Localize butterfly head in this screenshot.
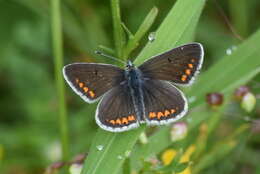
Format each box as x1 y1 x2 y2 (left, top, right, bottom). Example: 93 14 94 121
126 60 135 71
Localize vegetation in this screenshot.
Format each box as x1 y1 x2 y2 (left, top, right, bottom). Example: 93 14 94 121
0 0 260 174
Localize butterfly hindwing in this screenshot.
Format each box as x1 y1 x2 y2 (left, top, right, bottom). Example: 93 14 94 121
63 63 125 103
139 43 204 85
96 83 139 132
142 80 188 124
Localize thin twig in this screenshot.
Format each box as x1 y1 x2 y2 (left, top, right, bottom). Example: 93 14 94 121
214 0 244 41
51 0 69 160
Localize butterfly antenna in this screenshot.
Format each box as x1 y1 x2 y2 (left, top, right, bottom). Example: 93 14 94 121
95 51 126 65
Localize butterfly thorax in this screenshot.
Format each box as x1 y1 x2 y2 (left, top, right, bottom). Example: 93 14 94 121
125 62 141 86
125 61 146 122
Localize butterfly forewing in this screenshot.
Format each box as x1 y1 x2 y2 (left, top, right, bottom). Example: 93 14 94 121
63 42 204 132
142 80 188 124
96 83 139 132
139 43 204 85
63 63 125 103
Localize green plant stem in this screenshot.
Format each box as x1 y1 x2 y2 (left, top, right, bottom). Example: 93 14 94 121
111 0 125 59
123 7 158 59
51 0 69 160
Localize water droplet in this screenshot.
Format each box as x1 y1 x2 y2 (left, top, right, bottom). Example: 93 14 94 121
188 96 196 103
148 32 156 42
125 150 131 157
226 48 232 55
231 45 237 50
139 132 148 144
187 118 193 123
69 164 83 174
117 155 123 160
96 145 104 151
226 45 237 55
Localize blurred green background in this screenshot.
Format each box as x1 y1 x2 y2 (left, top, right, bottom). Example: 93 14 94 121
0 0 260 174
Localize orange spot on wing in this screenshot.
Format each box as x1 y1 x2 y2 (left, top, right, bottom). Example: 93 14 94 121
157 112 164 119
149 112 156 118
89 91 95 98
181 75 187 82
116 119 122 125
79 82 84 88
128 115 135 121
188 64 193 68
185 69 191 75
83 87 89 93
164 110 170 116
191 59 195 63
122 117 128 124
109 120 115 125
171 109 176 114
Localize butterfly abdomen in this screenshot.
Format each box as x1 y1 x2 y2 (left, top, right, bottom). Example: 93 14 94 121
125 68 145 122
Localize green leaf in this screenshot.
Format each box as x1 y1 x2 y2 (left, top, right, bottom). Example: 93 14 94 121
131 29 260 165
189 29 260 107
123 7 158 59
134 0 205 65
111 0 125 58
81 0 206 173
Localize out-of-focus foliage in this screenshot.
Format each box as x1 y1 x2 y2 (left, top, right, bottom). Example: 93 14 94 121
0 0 260 174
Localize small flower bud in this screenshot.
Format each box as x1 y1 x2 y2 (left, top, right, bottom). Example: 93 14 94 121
146 155 160 167
50 161 66 169
161 149 177 165
170 122 188 142
139 132 148 144
71 153 87 164
234 86 250 100
69 163 83 174
241 92 256 113
206 92 224 106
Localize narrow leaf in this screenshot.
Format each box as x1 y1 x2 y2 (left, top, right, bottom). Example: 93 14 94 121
81 0 206 173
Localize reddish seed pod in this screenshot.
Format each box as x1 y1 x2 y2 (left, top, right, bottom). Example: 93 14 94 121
71 153 87 164
234 86 250 100
50 161 66 169
206 92 224 106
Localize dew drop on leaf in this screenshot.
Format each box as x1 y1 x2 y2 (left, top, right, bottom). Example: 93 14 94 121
188 96 196 103
117 155 123 160
125 150 131 157
96 145 104 151
226 48 232 55
148 32 156 42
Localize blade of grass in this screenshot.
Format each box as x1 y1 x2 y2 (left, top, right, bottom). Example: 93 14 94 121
131 29 260 163
189 29 260 107
81 0 206 173
134 0 205 65
111 0 125 59
123 7 158 59
50 0 69 160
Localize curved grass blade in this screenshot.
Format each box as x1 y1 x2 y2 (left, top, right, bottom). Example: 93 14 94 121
131 29 260 163
81 0 206 173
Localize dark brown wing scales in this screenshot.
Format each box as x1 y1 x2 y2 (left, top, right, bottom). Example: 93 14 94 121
142 80 188 125
63 63 125 102
96 84 139 132
139 43 204 85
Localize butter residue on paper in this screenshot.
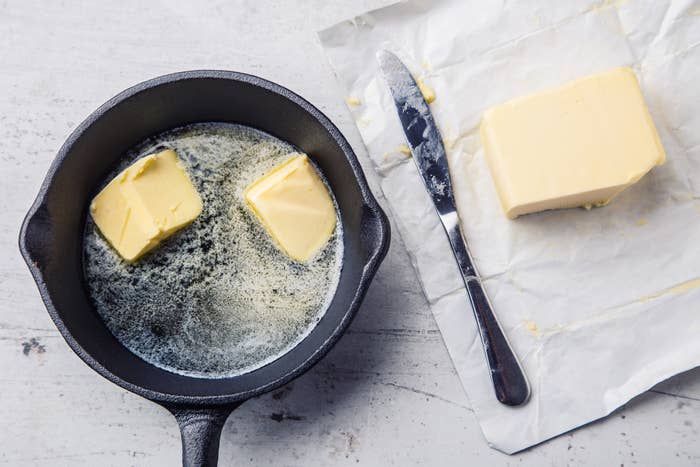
———
**Exercise details**
Restate the data word for word from its first line through the line with "Localize butterfly thorax in this screenshot.", leaving out any picture along the way.

**Expected answer**
Localize butterfly head in this screenshot.
Format each box as x1 y1 x2 y2 (left, top, right, bottom). Example: 93 14 94 121
126 60 135 71
Localize vegetation in this screenshot.
Format each box as x1 y1 x2 y2 (left, top, right, bottom). Example: 93 14 94 121
0 0 260 174
Localize butterfly hindwing in this screenshot.
Format each box as x1 y1 x2 y2 (left, top, right, bottom). Example: 93 14 94 121
63 63 125 103
139 43 204 85
96 83 139 132
142 80 188 124
Localize thin twig in this screenshot.
Format each box as x1 y1 x2 y2 (left, top, right, bottom). Example: 93 14 94 121
214 0 244 41
51 0 69 160
Localize butterfly antenna in this screenshot.
Format each box as x1 y1 x2 y2 (left, top, right, bottom). Example: 93 14 94 121
95 51 126 65
Localize butterfly thorax in this screenshot.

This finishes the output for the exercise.